▸ TASK TO COMPLETE
Swap "Use this format" for "Follow this format" wherever it occurs in the data below, and write out all the lines again with nothing else altered.

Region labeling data
------------------------------------------------

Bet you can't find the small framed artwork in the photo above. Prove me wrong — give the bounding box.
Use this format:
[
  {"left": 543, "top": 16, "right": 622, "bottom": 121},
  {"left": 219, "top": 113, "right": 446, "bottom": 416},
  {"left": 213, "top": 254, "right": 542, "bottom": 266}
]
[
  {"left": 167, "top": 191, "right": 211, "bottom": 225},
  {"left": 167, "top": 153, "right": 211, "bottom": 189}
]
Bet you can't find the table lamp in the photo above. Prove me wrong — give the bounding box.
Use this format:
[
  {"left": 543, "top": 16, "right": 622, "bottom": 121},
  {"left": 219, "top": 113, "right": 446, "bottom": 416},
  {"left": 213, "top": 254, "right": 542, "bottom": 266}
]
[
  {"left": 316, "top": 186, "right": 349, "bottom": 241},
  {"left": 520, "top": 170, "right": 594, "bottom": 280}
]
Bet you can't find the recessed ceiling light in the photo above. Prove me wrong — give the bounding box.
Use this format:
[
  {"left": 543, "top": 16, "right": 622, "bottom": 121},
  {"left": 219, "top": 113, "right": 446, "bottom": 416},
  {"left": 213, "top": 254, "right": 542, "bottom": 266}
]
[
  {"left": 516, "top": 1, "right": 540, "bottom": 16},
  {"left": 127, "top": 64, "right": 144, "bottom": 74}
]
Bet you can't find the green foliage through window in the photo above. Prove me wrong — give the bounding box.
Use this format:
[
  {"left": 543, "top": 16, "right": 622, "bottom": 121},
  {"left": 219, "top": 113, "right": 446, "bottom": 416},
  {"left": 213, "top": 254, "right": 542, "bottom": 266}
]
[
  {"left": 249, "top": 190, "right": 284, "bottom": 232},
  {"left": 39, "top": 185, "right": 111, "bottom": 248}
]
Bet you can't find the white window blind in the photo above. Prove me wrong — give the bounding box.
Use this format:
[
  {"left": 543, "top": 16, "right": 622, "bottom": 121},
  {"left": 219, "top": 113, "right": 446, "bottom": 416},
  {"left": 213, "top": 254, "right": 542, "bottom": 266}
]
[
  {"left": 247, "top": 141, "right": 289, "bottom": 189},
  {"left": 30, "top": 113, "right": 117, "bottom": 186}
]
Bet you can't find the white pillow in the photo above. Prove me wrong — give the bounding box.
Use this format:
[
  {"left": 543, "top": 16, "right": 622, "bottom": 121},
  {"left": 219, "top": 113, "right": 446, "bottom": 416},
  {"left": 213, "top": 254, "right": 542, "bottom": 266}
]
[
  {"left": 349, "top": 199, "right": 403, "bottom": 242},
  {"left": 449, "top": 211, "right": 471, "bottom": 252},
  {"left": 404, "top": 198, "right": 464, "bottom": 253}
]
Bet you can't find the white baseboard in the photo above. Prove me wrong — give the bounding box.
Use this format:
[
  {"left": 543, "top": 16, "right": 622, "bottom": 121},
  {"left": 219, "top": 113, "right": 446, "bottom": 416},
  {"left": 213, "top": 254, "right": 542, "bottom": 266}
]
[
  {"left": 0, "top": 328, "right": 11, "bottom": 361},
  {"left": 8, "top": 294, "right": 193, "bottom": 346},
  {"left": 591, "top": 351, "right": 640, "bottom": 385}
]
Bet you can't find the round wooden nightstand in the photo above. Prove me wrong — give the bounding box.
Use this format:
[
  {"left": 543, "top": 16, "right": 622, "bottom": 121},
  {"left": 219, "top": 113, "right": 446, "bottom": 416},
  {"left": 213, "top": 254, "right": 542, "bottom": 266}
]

------------------------------------------------

▸ IN RESPONSE
Bet you can't find the small framed artwork in the photo above. Prove me wrong — give the bounding box.
Follow this format:
[
  {"left": 543, "top": 16, "right": 622, "bottom": 121},
  {"left": 219, "top": 113, "right": 446, "bottom": 416},
  {"left": 213, "top": 254, "right": 542, "bottom": 266}
]
[
  {"left": 167, "top": 191, "right": 211, "bottom": 225},
  {"left": 167, "top": 153, "right": 211, "bottom": 189}
]
Bet you can't find the table lamp in the photo above. Prove me wrong — give the bounding box.
Follow this format:
[
  {"left": 543, "top": 16, "right": 622, "bottom": 121},
  {"left": 219, "top": 113, "right": 446, "bottom": 416},
  {"left": 213, "top": 254, "right": 542, "bottom": 266}
]
[
  {"left": 316, "top": 186, "right": 349, "bottom": 241},
  {"left": 520, "top": 170, "right": 594, "bottom": 280}
]
Bet you can't find the recessed ceiling light in the photo above. Prove me wrong — give the bounding box.
Follow this format:
[
  {"left": 543, "top": 16, "right": 622, "bottom": 121},
  {"left": 219, "top": 113, "right": 446, "bottom": 416},
  {"left": 213, "top": 254, "right": 542, "bottom": 266}
]
[
  {"left": 516, "top": 1, "right": 540, "bottom": 16},
  {"left": 127, "top": 64, "right": 144, "bottom": 74}
]
Bet you can't find the green foliage through window in the photo above. Prove me wrong — give the bounding box.
Follow this format:
[
  {"left": 543, "top": 16, "right": 622, "bottom": 121},
  {"left": 219, "top": 113, "right": 446, "bottom": 416},
  {"left": 213, "top": 254, "right": 542, "bottom": 266}
]
[
  {"left": 249, "top": 190, "right": 284, "bottom": 232},
  {"left": 39, "top": 185, "right": 111, "bottom": 248}
]
Bet you can't find the white window blind in the photo above. Prove me wrong — give the bounding box.
Follow this format:
[
  {"left": 543, "top": 16, "right": 622, "bottom": 121},
  {"left": 219, "top": 113, "right": 446, "bottom": 416},
  {"left": 213, "top": 254, "right": 542, "bottom": 266}
]
[
  {"left": 247, "top": 141, "right": 289, "bottom": 189},
  {"left": 30, "top": 113, "right": 117, "bottom": 186}
]
Bet you can't find the white pillow in the photo above. Prove me wrong — give the bounding box.
Follow this format:
[
  {"left": 543, "top": 16, "right": 622, "bottom": 121},
  {"left": 219, "top": 113, "right": 446, "bottom": 416},
  {"left": 213, "top": 254, "right": 542, "bottom": 266}
]
[
  {"left": 349, "top": 199, "right": 403, "bottom": 242},
  {"left": 449, "top": 211, "right": 471, "bottom": 252},
  {"left": 404, "top": 198, "right": 464, "bottom": 253}
]
Bet you can't find the white baseboard in the photo above. Prove me wrong — give the bounding box.
Follow this format:
[
  {"left": 543, "top": 16, "right": 622, "bottom": 121},
  {"left": 219, "top": 113, "right": 446, "bottom": 416},
  {"left": 213, "top": 254, "right": 542, "bottom": 266}
]
[
  {"left": 0, "top": 328, "right": 11, "bottom": 361},
  {"left": 8, "top": 294, "right": 193, "bottom": 346},
  {"left": 591, "top": 351, "right": 640, "bottom": 385}
]
Bet you can't find the round wooden nightstand in the photo above. Prove me wrong — give the bounding box.
Follow this format:
[
  {"left": 543, "top": 16, "right": 622, "bottom": 121},
  {"left": 219, "top": 113, "right": 446, "bottom": 416},
  {"left": 213, "top": 254, "right": 542, "bottom": 266}
]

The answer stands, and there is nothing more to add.